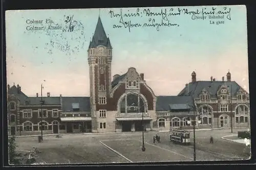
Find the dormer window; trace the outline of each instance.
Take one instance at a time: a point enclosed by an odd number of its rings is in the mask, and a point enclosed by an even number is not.
[[[79,111],[79,104],[72,103],[72,109],[73,112],[77,112]]]
[[[15,110],[15,103],[14,102],[10,103],[10,110]]]
[[[200,100],[204,100],[204,95],[200,95]]]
---*---
*WORK INSTRUCTIONS*.
Update the entries from the first one through the line that contains "[[[15,110],[15,103],[14,102],[10,103],[10,110]]]", replacing "dormer window" with "chimney" and keeping everything else unchanged. Leave the pictures out.

*PROBLEM SOLUTION*.
Find the chimney; trace the outline of each instance.
Take one instance at a time: a point enclosed by an odd number of its rings is in the mask, and a point enclosed by an even number is not.
[[[79,111],[79,104],[72,103],[72,109],[73,112],[77,112]]]
[[[15,110],[15,103],[14,102],[10,103],[10,110]]]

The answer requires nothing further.